PAGE EXTRACT:

╔══

To gain a good understanding of the burgeoning Islamic finance industry, it is important to appreciate the diverse range of products that are currently on offer. Certainly, with a solid foundation of Islamic contract law and the principle of Islamic finance, one is in a position to explore some of the most popular products.
It is important to appreciate that Islamic finance is more than just financial contracts. In principle, a great deal of emphasis is placed on responsible investments; client relationships; capitalism with a moral focus; and eliminating excessive uncertainty within the markets. These ideals are clearly stipulated within Islamic law.
Therefore, by increasing our knowledge of Islamic law, we increase our understanding of Islamic finance. We will now explore some of the most popular products in Islamic finance.
Musharaka
In Arabic, the origin of the word Musharaka means to share and in the context of business and commerce, we can classify Musharaka contract as a partnership contract.
There is no doubt that the Musharaka contract is one of the most popular financial tools for the idealist in Islamic finance industry. It avoids two of the main “sicknesses” of the conventional economy, namely: interest rates and income inequality.
Interest is a predetermined fixed rate on a loan, charged irrespective of profit earned or loss suffered by the borrower.

╚══

DATA RECORDS:

╔══

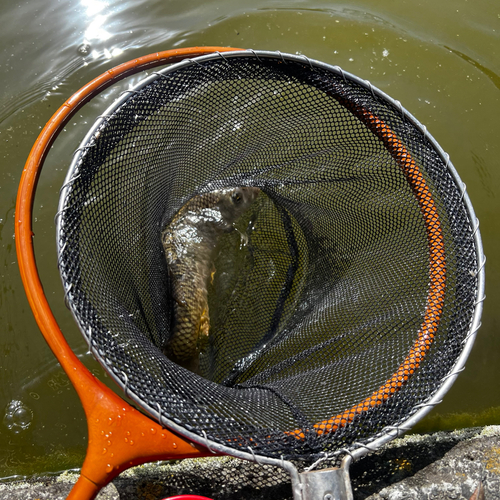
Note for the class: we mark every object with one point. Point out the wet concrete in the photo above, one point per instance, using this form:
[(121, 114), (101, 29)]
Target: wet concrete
[(439, 466)]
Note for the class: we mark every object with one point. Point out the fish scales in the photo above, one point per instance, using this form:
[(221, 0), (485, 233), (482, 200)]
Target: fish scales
[(189, 242)]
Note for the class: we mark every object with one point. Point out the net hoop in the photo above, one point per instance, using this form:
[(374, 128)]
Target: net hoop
[(37, 299)]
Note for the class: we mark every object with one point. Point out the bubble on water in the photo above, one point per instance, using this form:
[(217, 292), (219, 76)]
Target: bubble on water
[(18, 417), (84, 49)]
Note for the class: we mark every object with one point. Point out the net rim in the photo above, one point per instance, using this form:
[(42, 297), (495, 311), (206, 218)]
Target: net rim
[(356, 449)]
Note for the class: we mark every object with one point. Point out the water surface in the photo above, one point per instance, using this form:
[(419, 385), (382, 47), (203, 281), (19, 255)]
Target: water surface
[(440, 59)]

╚══

DIRECTION 1:
Extract the stretch of the Islamic finance text from "To gain a good" through "in Islamic finance.", copying it word for word.
DIRECTION 2:
Write what comes next in the text on Islamic finance products, continuing from its final sentence.

EXERCISE RESULT 1:
To gain a good understanding of the burgeoning Islamic finance industry, it is important to appreciate the diverse range of products that are currently on offer. Certainly, with a solid foundation of Islamic contract law and the principle of Islamic finance, one is in a position to explore some of the most popular products.
It is important to appreciate that Islamic finance is more than just financial contracts. In principle, a great deal of emphasis is placed on responsible investments; client relationships; capitalism with a moral focus; and eliminating excessive uncertainty within the markets. These ideals are clearly stipulated within Islamic law.
Therefore, by increasing our knowledge of Islamic law, we increase our understanding of Islamic finance. We will now explore some of the most popular products in Islamic finance.

EXERCISE RESULT 2:
Indeed, during the recent credit crisis, just when things got more difficult for borrowers, many banks increased their mortgage rates and repossessions of houses hit record levels. The Musharaka contract aims to avoid this by cementing the relationship of the lender and borrower, with return based on the profit earned.
In terms of income inequality, it is interesting to note the payoff in a conventional borrower-lender relationship. In such a scenario assume an industrialist borrows $10mln from the bank. If the industrialist makes a profit of 20% the return to the depositor is fixed (generally to single digit figures). We can note two points with a Musharaka. Firstly, the “lender” and “borrower” become partners and share the benefits at an equitable level. Secondly, the bank is obligated to pay a tax of 2.5% (known as Zakat), where proceeds go to help the poor in society.
Mudarabah
Mudarabah is derived from the Arabic root word: darbun meaning journey, seeking (trade or work). The Mudarabah contract is a close cousin of Musharaka contract, where one partner (Rab-ul-mal) invests in a commercial enterprise managed by another partner (Mudarib). There are three main differences between these contracts. In Mudarabah, only the Rab-ul-mal injects the capital, whereas in a Musharaka the capital input comes from all partners.
Secondly, the management of the project in a Musharaka contract is shared (i.e. all partners can manage the project), whereas in Mudarabah management is the prerogative of the Mudarib. In addition, in Musharaka profits and losses are shared, while in Mudarabah the Mudarib bears no losses (unless negligence is proven).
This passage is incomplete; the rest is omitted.